_What to work on:_
Copy the material below word for word, leaving out the pictures.

_Data for this task:_
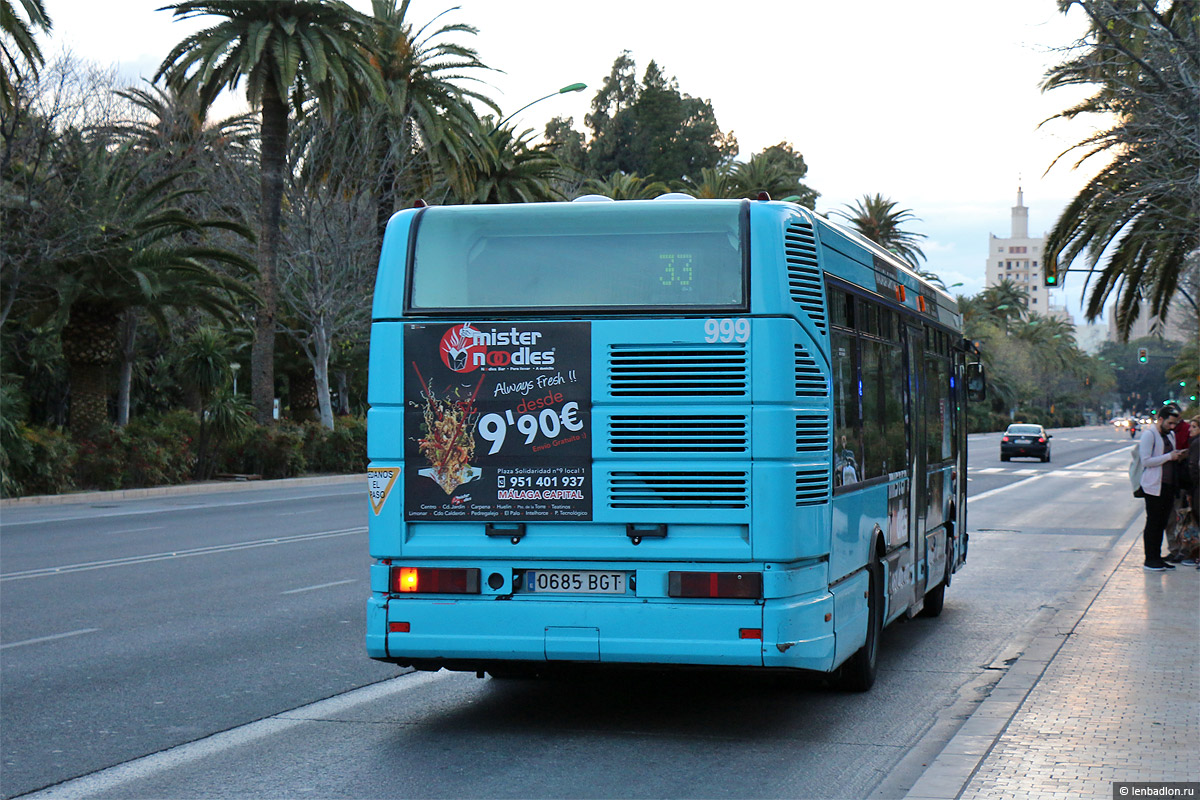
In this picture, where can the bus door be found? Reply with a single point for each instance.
(915, 354)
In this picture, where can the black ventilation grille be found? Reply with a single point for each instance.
(811, 432)
(810, 382)
(803, 275)
(679, 489)
(679, 433)
(811, 486)
(678, 372)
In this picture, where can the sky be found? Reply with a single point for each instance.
(933, 103)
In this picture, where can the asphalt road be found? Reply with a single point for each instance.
(131, 626)
(160, 644)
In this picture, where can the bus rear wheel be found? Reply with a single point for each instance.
(857, 674)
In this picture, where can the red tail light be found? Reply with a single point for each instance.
(439, 581)
(743, 585)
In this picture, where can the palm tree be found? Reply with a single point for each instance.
(877, 218)
(775, 174)
(204, 368)
(427, 110)
(513, 172)
(1005, 301)
(139, 252)
(175, 125)
(1143, 210)
(24, 50)
(286, 49)
(621, 186)
(714, 182)
(217, 158)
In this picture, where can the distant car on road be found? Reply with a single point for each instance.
(1024, 439)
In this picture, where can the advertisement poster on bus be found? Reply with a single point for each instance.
(497, 421)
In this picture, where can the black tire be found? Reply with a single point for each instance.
(857, 674)
(934, 601)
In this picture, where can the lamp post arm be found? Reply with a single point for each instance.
(574, 86)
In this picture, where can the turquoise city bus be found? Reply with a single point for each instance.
(664, 432)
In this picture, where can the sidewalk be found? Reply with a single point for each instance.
(1108, 691)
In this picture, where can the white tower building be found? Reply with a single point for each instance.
(1018, 258)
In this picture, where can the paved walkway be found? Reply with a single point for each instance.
(1108, 691)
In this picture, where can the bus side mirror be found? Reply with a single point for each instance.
(977, 388)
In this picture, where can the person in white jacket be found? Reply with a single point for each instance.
(1158, 455)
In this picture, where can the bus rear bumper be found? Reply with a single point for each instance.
(472, 633)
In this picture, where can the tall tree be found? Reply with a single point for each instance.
(141, 252)
(426, 119)
(510, 170)
(285, 49)
(216, 158)
(330, 253)
(653, 128)
(1141, 211)
(19, 53)
(879, 218)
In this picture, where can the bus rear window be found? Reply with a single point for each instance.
(587, 256)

_In response:_
In this picture, where can the bus door be found? Reply with a single point for each instance.
(915, 354)
In this picture, where can the black ventilation grille be found? Reply with a single point for each instance.
(811, 432)
(810, 382)
(803, 275)
(679, 489)
(679, 433)
(811, 486)
(678, 372)
In this picture, where can the sky be found? Reply with a single point for each instance.
(933, 103)
In this picture, where can the asphalt road be found? Reply with a single point for each instance.
(131, 626)
(160, 644)
In this picture, where can the bus rear wheel be found? Reply with a single point for each instance.
(857, 674)
In this picture, where can the red tail light be found? Reply with a single point for each instance.
(439, 581)
(743, 585)
In this picture, where can the palm tree be found? Reply with a single point for each instance.
(877, 218)
(775, 174)
(204, 368)
(427, 110)
(513, 172)
(1005, 301)
(139, 252)
(175, 125)
(1143, 210)
(24, 50)
(286, 49)
(621, 186)
(714, 182)
(217, 158)
In this picture, where can the distant car on road be found? Reply with a single point for each instance.
(1024, 439)
In this picture, where can the advertisement poster on bus be found? Reply with a single point for each instance.
(497, 421)
In this picture, where can the black tire be found? Reply with a single point for each instance.
(857, 674)
(934, 601)
In this picture, where can the lamp post arm be found? Reply with a single point for each instance.
(574, 86)
In this picture, where can the turquoise city bus be found? Reply with a single point for each instance.
(664, 432)
In this picture, where can the sidewalk be found? Reply with a single point for each instance.
(1108, 691)
In this picture, where can the white tower building be found? Reply with a single point for each instance.
(1018, 258)
In this picture, where can the paved walkway be found? Reply with a single point for each instance.
(1108, 691)
In this picture, where can the bus side mirror be found? Reply with a single point for each instance.
(977, 388)
In this picture, where can the person in white jacket be found? Reply with a single point for each instance.
(1158, 455)
In this picture, where can the bus rear bumper be found? Reply with a single point for each instance.
(472, 633)
In this picture, where can the tall tree be found? Reply with a single point for each instance.
(141, 252)
(426, 119)
(510, 170)
(285, 49)
(216, 158)
(330, 253)
(653, 128)
(1141, 211)
(19, 53)
(879, 218)
In this picture, where can the bus rear window be found? Reply with a single point for each instance.
(587, 256)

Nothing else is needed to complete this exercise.